### DIRECTIONS FOR THIS TASK
Each entry below must be repeated word for word.

### INPUT FOR THIS TASK
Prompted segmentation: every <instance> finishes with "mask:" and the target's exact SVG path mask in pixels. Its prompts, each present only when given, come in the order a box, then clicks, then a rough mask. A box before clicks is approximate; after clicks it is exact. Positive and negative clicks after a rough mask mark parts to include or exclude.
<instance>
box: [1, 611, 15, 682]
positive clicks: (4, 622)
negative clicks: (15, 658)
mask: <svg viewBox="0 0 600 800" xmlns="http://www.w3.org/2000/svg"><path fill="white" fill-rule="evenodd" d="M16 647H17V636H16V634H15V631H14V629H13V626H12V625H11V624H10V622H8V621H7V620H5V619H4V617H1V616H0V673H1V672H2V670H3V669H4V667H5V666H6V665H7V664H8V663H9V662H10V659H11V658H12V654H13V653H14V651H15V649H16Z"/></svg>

### ANSWER SECTION
Prompted segmentation: every <instance> finishes with "mask:" and the target's exact SVG path mask in pixels. Its prompts, each present only when given, come in the order a box, then clicks, then a rough mask. A box before clicks is approximate; after clicks it is exact. Positive and negative clicks after a rough mask mark parts to include or exclude.
<instance>
box: [1, 611, 15, 682]
positive clicks: (4, 622)
negative clicks: (15, 658)
mask: <svg viewBox="0 0 600 800" xmlns="http://www.w3.org/2000/svg"><path fill="white" fill-rule="evenodd" d="M16 647H17V636H16V634H15V631H14V629H13V626H12V625H11V624H10V622H8V621H7V620H5V619H4V617H1V616H0V673H1V672H2V670H3V669H4V667H5V666H6V665H7V664H8V663H9V662H10V659H11V658H12V654H13V653H14V651H15V649H16Z"/></svg>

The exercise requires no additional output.